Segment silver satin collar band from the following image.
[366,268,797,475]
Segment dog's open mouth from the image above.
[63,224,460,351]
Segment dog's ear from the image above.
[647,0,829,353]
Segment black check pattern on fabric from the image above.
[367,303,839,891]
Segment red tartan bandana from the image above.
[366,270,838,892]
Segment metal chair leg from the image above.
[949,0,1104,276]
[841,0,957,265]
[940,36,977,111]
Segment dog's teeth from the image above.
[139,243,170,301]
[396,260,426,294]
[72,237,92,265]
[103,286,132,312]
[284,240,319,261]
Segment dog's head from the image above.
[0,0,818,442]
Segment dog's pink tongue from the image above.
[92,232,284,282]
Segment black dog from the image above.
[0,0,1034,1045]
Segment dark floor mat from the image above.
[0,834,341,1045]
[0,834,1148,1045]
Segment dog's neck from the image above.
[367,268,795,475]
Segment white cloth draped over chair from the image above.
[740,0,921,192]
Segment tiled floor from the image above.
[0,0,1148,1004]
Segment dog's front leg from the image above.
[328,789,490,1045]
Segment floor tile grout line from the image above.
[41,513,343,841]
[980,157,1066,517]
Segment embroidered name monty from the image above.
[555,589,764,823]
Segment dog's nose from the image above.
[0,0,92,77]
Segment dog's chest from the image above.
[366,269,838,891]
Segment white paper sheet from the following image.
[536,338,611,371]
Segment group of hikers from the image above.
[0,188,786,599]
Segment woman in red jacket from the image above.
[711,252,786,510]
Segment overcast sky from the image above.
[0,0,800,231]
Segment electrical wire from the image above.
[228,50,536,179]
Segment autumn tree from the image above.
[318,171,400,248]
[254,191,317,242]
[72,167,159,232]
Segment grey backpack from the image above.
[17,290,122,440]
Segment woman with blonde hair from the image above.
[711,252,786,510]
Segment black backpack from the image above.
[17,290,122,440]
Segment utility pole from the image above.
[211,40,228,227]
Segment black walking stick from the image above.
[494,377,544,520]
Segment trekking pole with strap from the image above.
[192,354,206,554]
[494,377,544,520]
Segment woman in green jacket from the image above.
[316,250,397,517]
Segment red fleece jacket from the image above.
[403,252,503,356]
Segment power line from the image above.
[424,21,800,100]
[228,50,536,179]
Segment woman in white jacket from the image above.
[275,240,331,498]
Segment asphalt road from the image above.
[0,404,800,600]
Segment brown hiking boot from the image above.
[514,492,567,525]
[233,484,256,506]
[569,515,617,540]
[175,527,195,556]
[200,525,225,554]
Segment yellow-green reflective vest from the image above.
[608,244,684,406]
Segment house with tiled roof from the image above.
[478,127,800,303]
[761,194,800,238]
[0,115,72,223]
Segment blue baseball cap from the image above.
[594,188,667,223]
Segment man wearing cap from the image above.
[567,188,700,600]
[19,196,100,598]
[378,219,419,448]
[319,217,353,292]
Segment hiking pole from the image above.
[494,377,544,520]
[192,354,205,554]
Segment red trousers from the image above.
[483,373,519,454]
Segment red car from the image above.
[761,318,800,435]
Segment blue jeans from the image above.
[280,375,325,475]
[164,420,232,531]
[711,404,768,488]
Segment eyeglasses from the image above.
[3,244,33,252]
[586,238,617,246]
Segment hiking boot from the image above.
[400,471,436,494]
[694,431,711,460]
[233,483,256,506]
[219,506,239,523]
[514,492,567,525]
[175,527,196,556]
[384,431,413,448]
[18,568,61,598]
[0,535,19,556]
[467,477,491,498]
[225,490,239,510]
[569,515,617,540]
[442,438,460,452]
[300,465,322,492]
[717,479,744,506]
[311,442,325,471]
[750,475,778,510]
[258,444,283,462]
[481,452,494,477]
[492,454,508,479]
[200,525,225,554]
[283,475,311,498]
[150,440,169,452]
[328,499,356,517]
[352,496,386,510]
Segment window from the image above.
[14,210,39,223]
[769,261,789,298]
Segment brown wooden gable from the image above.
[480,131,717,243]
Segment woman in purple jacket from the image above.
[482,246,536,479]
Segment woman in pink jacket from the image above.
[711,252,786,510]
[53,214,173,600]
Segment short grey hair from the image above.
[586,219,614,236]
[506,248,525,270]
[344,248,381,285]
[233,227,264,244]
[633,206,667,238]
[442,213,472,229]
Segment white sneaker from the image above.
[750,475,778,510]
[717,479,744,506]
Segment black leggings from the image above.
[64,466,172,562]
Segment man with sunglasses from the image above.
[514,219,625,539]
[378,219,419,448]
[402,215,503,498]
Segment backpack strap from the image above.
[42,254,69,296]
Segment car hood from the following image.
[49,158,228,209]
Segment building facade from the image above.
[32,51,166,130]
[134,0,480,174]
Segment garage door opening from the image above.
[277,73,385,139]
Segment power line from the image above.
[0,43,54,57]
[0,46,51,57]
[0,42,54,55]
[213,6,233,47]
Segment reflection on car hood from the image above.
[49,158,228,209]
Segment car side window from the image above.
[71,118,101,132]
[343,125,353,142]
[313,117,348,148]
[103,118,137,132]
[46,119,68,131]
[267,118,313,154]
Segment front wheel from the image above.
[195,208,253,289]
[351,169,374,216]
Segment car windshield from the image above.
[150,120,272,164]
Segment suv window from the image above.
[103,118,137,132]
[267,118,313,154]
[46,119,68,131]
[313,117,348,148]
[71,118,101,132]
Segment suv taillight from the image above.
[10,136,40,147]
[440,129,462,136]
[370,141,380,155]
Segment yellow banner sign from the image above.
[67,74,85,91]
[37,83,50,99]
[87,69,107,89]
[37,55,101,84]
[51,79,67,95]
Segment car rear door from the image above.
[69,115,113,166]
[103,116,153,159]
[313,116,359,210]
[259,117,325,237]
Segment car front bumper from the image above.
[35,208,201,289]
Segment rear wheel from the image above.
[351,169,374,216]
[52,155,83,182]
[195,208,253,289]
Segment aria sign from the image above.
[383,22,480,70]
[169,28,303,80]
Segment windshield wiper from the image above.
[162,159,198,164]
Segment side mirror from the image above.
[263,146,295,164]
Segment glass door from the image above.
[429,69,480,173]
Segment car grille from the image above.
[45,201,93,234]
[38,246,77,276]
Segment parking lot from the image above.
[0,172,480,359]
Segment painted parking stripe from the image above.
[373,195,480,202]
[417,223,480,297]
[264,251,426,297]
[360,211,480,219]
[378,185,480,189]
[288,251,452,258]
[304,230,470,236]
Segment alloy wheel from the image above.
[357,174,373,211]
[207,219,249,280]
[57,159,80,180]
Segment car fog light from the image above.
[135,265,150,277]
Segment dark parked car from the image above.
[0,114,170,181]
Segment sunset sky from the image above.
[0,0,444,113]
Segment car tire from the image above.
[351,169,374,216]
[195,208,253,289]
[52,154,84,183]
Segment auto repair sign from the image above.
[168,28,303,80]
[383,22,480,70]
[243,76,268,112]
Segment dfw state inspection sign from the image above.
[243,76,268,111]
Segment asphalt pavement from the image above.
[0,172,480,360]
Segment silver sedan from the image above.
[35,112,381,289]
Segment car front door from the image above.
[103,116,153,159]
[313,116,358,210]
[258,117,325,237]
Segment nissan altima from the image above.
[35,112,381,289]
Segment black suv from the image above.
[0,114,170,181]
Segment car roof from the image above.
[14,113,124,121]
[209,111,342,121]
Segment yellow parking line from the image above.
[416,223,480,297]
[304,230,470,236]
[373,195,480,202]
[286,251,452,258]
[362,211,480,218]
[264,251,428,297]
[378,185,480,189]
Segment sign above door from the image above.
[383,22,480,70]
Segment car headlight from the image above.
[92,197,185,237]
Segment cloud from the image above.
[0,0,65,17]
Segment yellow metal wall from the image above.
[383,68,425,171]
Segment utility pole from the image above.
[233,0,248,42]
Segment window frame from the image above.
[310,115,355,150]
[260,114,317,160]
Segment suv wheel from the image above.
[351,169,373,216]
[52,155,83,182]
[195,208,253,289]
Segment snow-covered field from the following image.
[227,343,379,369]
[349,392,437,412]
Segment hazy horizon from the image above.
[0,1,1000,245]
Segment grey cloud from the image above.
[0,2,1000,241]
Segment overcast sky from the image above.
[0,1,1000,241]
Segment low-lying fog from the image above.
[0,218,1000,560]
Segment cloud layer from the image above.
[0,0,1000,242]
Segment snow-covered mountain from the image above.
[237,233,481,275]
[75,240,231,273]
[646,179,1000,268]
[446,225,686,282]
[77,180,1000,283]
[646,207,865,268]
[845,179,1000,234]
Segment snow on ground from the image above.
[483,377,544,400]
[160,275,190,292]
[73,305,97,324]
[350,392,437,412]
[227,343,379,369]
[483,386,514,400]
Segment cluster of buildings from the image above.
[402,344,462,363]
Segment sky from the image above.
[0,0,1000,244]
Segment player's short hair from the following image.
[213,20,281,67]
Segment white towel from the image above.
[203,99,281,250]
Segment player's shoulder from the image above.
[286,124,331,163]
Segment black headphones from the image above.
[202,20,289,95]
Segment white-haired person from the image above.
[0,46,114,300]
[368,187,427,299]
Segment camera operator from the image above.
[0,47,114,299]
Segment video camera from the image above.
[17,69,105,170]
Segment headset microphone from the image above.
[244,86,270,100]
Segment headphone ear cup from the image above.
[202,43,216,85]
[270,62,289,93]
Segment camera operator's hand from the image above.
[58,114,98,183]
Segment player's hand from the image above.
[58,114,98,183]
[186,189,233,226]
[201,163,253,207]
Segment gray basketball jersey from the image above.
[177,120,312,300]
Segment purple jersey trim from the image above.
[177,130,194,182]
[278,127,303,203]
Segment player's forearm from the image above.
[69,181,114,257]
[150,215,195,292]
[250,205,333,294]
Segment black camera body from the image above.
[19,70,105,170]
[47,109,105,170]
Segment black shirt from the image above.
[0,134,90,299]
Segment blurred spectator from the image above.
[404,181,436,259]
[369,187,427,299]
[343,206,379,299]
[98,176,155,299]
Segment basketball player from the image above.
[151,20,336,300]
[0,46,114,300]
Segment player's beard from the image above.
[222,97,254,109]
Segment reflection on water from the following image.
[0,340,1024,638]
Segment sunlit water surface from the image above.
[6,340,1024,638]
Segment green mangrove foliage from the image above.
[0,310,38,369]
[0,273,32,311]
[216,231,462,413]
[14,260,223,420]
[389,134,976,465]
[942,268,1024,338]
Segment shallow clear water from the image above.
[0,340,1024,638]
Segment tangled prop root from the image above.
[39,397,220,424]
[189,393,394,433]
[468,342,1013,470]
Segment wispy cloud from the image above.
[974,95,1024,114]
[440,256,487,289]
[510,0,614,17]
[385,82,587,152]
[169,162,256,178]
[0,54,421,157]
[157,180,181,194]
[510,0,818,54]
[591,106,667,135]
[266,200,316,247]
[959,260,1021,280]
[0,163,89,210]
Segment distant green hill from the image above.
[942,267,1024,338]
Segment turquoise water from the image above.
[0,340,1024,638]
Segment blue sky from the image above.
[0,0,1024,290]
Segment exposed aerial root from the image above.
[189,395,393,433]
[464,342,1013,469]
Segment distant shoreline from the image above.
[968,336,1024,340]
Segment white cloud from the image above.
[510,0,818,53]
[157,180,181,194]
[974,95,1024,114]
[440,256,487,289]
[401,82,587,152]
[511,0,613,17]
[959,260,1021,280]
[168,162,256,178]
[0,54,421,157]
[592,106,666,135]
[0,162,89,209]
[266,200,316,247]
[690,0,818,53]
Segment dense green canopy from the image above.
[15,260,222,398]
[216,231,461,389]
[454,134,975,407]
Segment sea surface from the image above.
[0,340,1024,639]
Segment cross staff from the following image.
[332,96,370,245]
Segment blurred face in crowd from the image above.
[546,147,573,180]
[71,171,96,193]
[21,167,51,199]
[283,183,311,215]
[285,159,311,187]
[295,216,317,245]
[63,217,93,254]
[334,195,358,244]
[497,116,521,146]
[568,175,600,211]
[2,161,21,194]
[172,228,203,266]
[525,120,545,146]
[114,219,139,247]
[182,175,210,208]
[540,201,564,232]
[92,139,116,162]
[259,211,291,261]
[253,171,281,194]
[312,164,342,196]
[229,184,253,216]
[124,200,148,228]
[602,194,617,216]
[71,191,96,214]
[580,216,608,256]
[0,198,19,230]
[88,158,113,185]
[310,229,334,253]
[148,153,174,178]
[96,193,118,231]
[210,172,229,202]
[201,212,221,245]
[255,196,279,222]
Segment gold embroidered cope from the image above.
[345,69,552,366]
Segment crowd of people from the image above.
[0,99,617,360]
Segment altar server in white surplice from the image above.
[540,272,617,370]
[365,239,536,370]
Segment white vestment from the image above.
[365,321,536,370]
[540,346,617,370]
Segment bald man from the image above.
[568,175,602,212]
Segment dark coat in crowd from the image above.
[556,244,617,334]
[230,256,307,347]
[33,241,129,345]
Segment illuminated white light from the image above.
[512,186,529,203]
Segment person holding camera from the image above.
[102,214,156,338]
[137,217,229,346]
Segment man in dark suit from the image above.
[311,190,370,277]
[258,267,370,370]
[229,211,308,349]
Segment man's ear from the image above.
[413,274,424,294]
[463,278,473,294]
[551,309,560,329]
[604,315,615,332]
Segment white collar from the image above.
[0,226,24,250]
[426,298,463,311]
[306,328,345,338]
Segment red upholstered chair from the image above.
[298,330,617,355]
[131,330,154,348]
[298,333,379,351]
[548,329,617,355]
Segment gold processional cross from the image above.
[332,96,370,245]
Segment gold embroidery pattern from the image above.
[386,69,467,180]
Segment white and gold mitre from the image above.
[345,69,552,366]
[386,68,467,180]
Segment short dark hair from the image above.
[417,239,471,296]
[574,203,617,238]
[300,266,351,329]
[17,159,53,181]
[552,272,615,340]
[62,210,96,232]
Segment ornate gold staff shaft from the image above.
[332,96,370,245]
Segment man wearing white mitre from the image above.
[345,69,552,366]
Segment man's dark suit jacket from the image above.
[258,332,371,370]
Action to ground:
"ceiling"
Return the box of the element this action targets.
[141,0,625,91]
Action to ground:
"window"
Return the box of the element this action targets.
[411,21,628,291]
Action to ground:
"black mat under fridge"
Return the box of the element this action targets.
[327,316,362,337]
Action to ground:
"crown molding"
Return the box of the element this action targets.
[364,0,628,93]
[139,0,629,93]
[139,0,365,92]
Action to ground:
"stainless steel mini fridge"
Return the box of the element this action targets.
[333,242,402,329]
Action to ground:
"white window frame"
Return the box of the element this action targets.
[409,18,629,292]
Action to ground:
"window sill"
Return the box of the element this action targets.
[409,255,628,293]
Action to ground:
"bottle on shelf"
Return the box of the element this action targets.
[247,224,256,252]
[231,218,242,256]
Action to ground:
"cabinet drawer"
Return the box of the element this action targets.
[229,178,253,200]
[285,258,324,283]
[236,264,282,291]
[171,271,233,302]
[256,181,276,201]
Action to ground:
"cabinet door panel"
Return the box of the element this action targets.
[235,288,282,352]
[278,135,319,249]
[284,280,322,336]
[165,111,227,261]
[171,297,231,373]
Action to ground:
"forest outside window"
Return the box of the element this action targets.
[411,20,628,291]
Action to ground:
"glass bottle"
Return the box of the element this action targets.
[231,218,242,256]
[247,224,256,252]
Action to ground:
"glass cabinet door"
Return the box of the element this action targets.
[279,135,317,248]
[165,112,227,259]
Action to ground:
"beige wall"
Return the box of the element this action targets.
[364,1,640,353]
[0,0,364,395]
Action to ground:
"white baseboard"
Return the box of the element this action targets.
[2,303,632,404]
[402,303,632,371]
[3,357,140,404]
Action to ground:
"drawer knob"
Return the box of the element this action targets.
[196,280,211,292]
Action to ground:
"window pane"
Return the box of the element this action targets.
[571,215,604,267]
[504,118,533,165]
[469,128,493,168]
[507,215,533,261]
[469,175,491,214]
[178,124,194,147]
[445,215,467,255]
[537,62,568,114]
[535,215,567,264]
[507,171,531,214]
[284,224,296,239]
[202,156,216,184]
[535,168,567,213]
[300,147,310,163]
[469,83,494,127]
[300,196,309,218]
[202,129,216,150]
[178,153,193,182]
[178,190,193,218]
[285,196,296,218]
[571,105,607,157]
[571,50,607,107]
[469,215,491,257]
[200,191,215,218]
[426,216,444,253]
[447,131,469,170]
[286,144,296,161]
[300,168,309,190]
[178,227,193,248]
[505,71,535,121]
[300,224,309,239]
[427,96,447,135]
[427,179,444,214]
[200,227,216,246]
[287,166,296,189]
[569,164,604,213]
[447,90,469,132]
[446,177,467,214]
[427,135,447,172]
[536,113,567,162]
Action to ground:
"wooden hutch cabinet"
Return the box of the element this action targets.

*****

* **WHAT THIS TASK INVOLVES**: Could you reproduce the listing lines, beginning with the line that contains "Segment car headlight from the image above." and continuing through the line that contains "[233,0,248,42]", with "yellow" swapped for "green" and nothing else changed?

* **RESULT FOR THIS TASK**:
Segment car headlight from the image above.
[92,197,185,237]
Segment cloud from the image above.
[0,0,65,17]
Segment green metal wall from the image above.
[383,68,425,171]
Segment utility pole from the image above.
[233,0,248,42]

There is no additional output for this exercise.